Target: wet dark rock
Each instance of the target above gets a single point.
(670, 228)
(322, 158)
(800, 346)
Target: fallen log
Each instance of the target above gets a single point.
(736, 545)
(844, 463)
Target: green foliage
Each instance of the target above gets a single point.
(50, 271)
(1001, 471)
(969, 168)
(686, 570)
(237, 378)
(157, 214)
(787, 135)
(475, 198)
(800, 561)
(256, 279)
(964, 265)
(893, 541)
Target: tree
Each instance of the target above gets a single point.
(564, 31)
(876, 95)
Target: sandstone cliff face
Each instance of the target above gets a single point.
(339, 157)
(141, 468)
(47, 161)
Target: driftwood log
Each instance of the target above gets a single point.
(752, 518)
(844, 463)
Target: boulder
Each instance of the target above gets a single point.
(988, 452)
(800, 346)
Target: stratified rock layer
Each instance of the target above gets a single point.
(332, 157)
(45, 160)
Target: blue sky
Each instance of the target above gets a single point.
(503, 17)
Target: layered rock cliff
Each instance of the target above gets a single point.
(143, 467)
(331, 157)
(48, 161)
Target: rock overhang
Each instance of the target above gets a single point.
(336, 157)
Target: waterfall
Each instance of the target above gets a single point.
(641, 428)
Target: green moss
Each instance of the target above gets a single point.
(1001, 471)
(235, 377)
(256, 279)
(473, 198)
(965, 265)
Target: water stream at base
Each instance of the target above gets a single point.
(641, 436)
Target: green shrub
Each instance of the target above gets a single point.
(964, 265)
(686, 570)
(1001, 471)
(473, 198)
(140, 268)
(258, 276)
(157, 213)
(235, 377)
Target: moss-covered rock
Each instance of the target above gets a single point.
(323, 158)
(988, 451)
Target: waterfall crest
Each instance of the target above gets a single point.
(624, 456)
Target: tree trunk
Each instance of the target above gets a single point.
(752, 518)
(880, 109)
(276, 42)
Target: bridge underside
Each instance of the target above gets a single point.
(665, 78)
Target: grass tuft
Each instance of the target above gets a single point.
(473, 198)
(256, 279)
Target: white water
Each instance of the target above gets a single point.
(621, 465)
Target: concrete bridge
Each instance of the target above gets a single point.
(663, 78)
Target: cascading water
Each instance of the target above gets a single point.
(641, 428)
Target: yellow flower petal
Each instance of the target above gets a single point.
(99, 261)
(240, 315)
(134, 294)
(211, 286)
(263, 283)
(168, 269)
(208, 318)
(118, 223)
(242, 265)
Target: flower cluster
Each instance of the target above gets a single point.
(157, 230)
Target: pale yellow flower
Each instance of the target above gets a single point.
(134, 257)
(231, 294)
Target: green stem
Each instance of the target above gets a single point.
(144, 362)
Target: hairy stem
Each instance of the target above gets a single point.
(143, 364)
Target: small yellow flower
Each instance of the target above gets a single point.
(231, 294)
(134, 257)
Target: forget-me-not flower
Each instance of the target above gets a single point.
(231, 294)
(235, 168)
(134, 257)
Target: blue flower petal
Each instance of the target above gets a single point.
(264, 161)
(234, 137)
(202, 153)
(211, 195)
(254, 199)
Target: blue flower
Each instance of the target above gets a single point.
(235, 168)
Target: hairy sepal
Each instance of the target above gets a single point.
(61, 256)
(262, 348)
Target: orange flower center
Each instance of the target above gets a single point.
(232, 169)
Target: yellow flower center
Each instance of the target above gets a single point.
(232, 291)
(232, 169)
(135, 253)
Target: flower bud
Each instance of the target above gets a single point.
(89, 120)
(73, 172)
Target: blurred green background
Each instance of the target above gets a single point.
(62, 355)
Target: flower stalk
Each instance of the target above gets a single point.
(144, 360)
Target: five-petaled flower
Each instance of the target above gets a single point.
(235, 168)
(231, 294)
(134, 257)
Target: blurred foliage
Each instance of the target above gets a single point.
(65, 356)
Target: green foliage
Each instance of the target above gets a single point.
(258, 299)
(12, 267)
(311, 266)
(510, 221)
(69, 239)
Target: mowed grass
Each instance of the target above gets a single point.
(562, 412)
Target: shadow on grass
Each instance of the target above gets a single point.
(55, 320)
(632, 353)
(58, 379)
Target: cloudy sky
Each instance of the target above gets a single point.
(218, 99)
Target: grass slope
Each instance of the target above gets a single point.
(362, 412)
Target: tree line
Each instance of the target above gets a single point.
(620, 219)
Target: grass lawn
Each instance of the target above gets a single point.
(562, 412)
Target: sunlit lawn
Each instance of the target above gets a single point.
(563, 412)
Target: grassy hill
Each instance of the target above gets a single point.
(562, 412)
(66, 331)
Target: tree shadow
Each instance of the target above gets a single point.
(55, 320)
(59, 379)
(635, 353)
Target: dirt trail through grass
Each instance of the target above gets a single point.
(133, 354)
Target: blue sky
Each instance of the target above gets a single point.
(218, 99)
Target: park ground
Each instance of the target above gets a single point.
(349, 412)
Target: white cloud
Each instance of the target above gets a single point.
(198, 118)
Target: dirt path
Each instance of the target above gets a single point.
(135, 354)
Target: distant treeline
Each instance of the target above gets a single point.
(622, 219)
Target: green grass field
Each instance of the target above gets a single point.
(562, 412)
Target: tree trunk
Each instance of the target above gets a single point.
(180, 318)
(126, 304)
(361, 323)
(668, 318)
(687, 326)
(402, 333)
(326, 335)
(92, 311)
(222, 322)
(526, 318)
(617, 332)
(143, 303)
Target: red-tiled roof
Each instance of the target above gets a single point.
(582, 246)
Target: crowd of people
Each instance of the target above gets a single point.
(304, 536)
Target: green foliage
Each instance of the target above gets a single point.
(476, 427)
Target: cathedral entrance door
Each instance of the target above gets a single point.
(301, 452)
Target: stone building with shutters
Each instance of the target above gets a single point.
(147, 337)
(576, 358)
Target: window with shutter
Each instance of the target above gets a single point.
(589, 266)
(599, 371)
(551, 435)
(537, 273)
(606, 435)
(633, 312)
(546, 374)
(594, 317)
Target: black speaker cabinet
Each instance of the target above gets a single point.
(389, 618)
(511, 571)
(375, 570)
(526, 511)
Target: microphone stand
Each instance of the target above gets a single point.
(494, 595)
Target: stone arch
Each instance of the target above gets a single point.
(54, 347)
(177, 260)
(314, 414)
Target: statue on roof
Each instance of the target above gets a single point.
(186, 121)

----

What to do
Retype the records in full. Keep every line identical to the original.

In response
Target: wet dark rock
Each instance of the target above gets a single point.
(670, 228)
(322, 158)
(800, 346)
Target: fallen log
Each instance of the target above gets a single point.
(736, 545)
(844, 463)
Target: green foliage
Each instance of the target above gets a single point.
(50, 271)
(1001, 471)
(969, 168)
(686, 570)
(237, 378)
(157, 214)
(787, 135)
(475, 198)
(800, 561)
(256, 279)
(964, 265)
(893, 541)
Target: tree
Each instance of the target above gets a single point.
(564, 31)
(876, 95)
Target: sandstone cliff face
Each instance of the target above gets a single point.
(339, 157)
(141, 468)
(47, 161)
Target: driftwood log
Each instance of the target above gets a single point.
(752, 518)
(844, 463)
Target: boulder
Each instance of the target above gets a single point.
(988, 452)
(800, 346)
Target: stratified rock layer
Each instance of the target above gets a single point.
(332, 157)
(45, 160)
Target: blue sky
Each instance of the target above gets a single point.
(503, 17)
Target: layered rock cliff
Each instance of the target above gets a single point.
(143, 467)
(331, 157)
(48, 161)
Target: rock overhang
Each instance of the target above gets a single point.
(336, 157)
Target: waterfall
Each instance of the target above gets a single point.
(641, 428)
Target: green moss
Each instance of the target above gets a single point.
(1001, 471)
(235, 377)
(256, 279)
(473, 198)
(965, 265)
Target: water stream at base
Each instance of the target above gets a single point.
(641, 436)
Target: green shrub
Each instance of the target above gets a single point.
(964, 265)
(686, 570)
(1001, 471)
(473, 198)
(140, 268)
(258, 276)
(157, 213)
(235, 377)
Target: moss-covered rock
Each instance of the target above gets a single point.
(323, 158)
(988, 451)
Target: waterfall crest
Each instance of the target above gets a single point.
(624, 456)
Target: tree trunk
Each instance of the target above gets a single point.
(752, 518)
(880, 109)
(276, 42)
Target: bridge underside
Each instance of the target above gets a single point.
(665, 78)
Target: grass tuft
Each instance of the target above gets a single point.
(473, 198)
(256, 279)
Target: white water
Each instance of the target above gets a single point.
(621, 465)
Target: concrete bridge
Each instance of the target above gets a single point.
(663, 78)
Target: cascading water
Each instance of the target above gets a single point.
(641, 428)
Target: yellow flower petal
Each instance of the target above gets a single point.
(99, 261)
(240, 315)
(134, 294)
(211, 286)
(263, 283)
(168, 269)
(208, 318)
(118, 223)
(242, 265)
Target: flower cluster
Each instance of the target above gets a single point.
(157, 230)
Target: pale yellow flower
Each instance of the target above gets a single point.
(134, 257)
(231, 294)
Target: green stem
Each instance of the target above gets a single point.
(144, 362)
Target: hairy stem
Each instance of the target above gets a single point.
(143, 364)
Target: small yellow flower
Each instance of the target above gets a single point.
(231, 294)
(134, 257)
Target: forget-me-not flower
Each instance of the target above gets a single point.
(231, 294)
(235, 168)
(134, 257)
Target: blue flower petal
Each instance of the target above gets a single point.
(264, 161)
(234, 137)
(202, 153)
(211, 195)
(254, 199)
Target: blue flower
Each instance of the target above gets a single point.
(235, 168)
Target: hairy sepal
Each instance of the target above gets a single point.
(61, 256)
(262, 348)
Target: orange flower center
Each instance of the target above gets a single point.
(232, 169)
Target: yellow flower center
Each instance of the target above gets a single point.
(232, 291)
(232, 169)
(135, 253)
Target: flower bud
Each instance of the target above gets a single point.
(89, 120)
(73, 172)
Target: blurred green background
Each instance of the target above gets a single point.
(62, 355)
Target: flower stalk
Each instance of the target above gets a single point.
(144, 360)
Target: five-petaled flower
Each instance of the target above gets a single point.
(235, 168)
(231, 294)
(134, 257)
Target: blurred foliage
Each instance of the target above gets a single point.
(65, 356)
Target: green foliage
Each instance of the target above gets a single point.
(258, 299)
(12, 267)
(311, 266)
(510, 221)
(69, 239)
Target: mowed grass
Each instance of the target above gets a single point.
(562, 412)
Target: shadow on grass
Each instance of the target above gets a single point.
(55, 320)
(632, 353)
(58, 379)
Target: cloudy sky
Each instance of the target above gets a single point.
(218, 99)
Target: grass slope
Each instance of the target above gets a single point.
(362, 412)
Target: tree line
Each instance of the target above gets a single point.
(620, 219)
Target: grass lawn
Each instance of the target above gets a single point.
(562, 412)
Target: sunlit lawn
Each instance of the target above gets a single point.
(563, 412)
Target: grassy hill
Each instance of the target above gets a single point.
(562, 412)
(66, 331)
Target: tree shadow
Each instance of the target above gets a single point.
(55, 320)
(59, 379)
(635, 353)
Target: dirt trail through grass
Each instance of the target above gets a single point.
(133, 354)
Target: blue sky
Each instance of the target above gets a single point.
(218, 99)
Target: park ground
Each instance of the target above gets a single point.
(349, 412)
Target: white cloud
Each instance of the target above gets a single point.
(198, 118)
Target: dirt path
Each instance of the target above gets a single point.
(135, 354)
Target: distant treeline
Each instance of the target above gets a single point.
(622, 219)
Target: green grass field
Each instance of the target above gets a single point.
(562, 412)
Target: tree trunk
Each instance of the target above gets a single point.
(180, 318)
(126, 304)
(361, 323)
(668, 318)
(687, 326)
(402, 333)
(326, 335)
(92, 311)
(222, 322)
(526, 318)
(617, 332)
(143, 303)
Target: red-tiled roof
Each instance of the target above gets a single point.
(582, 246)
Target: crowd of people
Each instance of the target above gets a single point.
(304, 536)
Target: green foliage
Each instance of the target above gets a single point.
(476, 427)
Target: cathedral entrance door
Each instance of the target above gets a single point.
(301, 452)
Target: stone building with shutters
Each instance of the target above gets a single point.
(147, 337)
(576, 358)
Target: window with shutter
Each instance of the target above gets a single point.
(589, 266)
(599, 371)
(551, 435)
(537, 273)
(606, 435)
(633, 312)
(546, 374)
(594, 317)
Target: black speaker cabinet
Each instance of the target above gets a single point.
(389, 618)
(511, 571)
(375, 570)
(526, 511)
Target: microphone stand
Each instance of the target above gets a single point.
(494, 595)
Target: stone arch
Each instance of the target above gets a single point.
(54, 347)
(177, 260)
(314, 414)
Target: statue on roof
Each instance of the target above gets a single point.
(186, 121)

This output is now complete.